Passage provided Block Start

Strangers And Aliens (19a): The End Of All Things

7The end of all things is at hand; therefore be self-controlled and sober-minded for the sake of your prayers. 8Above all, keep loving one another earnestly, since love covers a multitude of sins. 9Show hospitality to one another without grumbling. 10As each has received a gift, use it to serve one another, as good stewards of God’s varied grace: 11whoever speaks, as one who speaks oracles of God; whoever serves, as one who serves by the strength that God supplies—in order that in everything God may be glorified through Jesus Christ. To him belong glory and dominion forever and ever. Amen. (1 Peter 4:7–11; ESV) 7Πάντων δὲ τὸ τέλος ἤγγικεν. σωφρονήσατε οὖν καὶ νήψατε εἰς προσευχάς· 8πρὸ πάντων τὴν εἰς ἑαυτοὺς ἀγάπην ἐκτενῆ ἔχοντες, ὅτι ἀγάπη καλύπτει πλῆθος ἁμαρτιῶν. 9φιλόξενοι εἰς ἀλλήλους ἄνευ γογγυσμοῦ, 10ἕκαστος καθὼς ἔλαβεν χάρισμα εἰς ἑαυτοὺς αὐτὸ διακονοῦντες ὡς καλοὶ οἰκονόμοι ποικίλης χάριτος θεοῦ. 11εἴ τις λαλεῖ, ὡς λόγια θεοῦ· εἴ τις διακονεῖ, ὡς ἐξ ἰσχύος ἧς χορηγεῖ ὁ θεός, ἵνα ἐν πᾶσιν δοξάζηται ὁ θεὸς διὰ Ἰησοῦ Χριστοῦ, ᾧ ἐστιν ἡ δόξα καὶ τὸ κράτος εἰς τοὺς αἰῶνας τῶν αἰώνων, ἀμήν.

Apocalyptic And 1 Peter
It is an article of faith among a certain school of critics of the New Testament that Jesus and his apostles had an apocalyptic eschatology, which believed that the end of all things was immanent. In this paradigm, Jesus is seen as a disappointed, failed, apocalyptic preacher. According to this view apocalypticism makes a sharp dualism between this age and the age to come. According to G. E. Ladd, this “age will finally come to its end, and God will inaugurate the new age of righteousness. However, this final redemptive act has no bearing upon the present” (G. E. Ladd, “Apocalyptic Literature,” ed. Geoffrey W. Bromiley, The International Standard Bible Encyclopedia, Revised (Wm. B. Eerdmans, 1979–88), s.v., “Apocalyptic Literature.” Because of this disjunction and the loss of confidence in the divine work in history Jewish apocalyptic was pessimistic. According to Ladd, for these apocalyptic writers also see the course of this age as determined to fixed periods, which leads to what he calls “ethical passivity.”

Passage provided Block End

• Problems and tasks
**A.** In the passage on 1 Peter 4:7–11, what does Ladd say results from the apocalyptic writers' view that this age is determined to fixed periods?
**B.** Carry the passage on 1 Peter 4:7–11 forward from its final sentence.
The data that come next are from a different source.

Supplied material Block Start

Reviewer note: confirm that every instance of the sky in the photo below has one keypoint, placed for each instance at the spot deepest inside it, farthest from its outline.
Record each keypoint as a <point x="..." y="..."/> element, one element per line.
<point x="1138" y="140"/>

Supplied material Block End

• Activity answers
**A.** It leads to what Ladd calls “ethical passivity.”

**B.**
There are ways in which eschatological NT discourses and language bear a certain formal similarity to Jewish apocalyptic. There are significant ways in which the NT (e.g., the Olivet Discourse) and 1 Peter’s eschatology in particular are distinct from Jewish apocalyptic. First, though Peter, like Paul, did distinguish between this age and the age to come but for Peter there is an intimate connection between the age to come and this age. The age to come has already broken in. It has been inaugurated but it has not been consummated. For Peter, as for Jesus and the apostles, we live in the present in light of the future. Peter’s was entirely confident in God’s saving acts in history. That is why he appealed to the analogy of Noah so strongly and frequently throughout this epistle and the next (2 Peter). Certainly Peter does not urge ethical passivity. Indeed, as we shall see, the Peter’s eschatology leads to the exact opposite conclusion.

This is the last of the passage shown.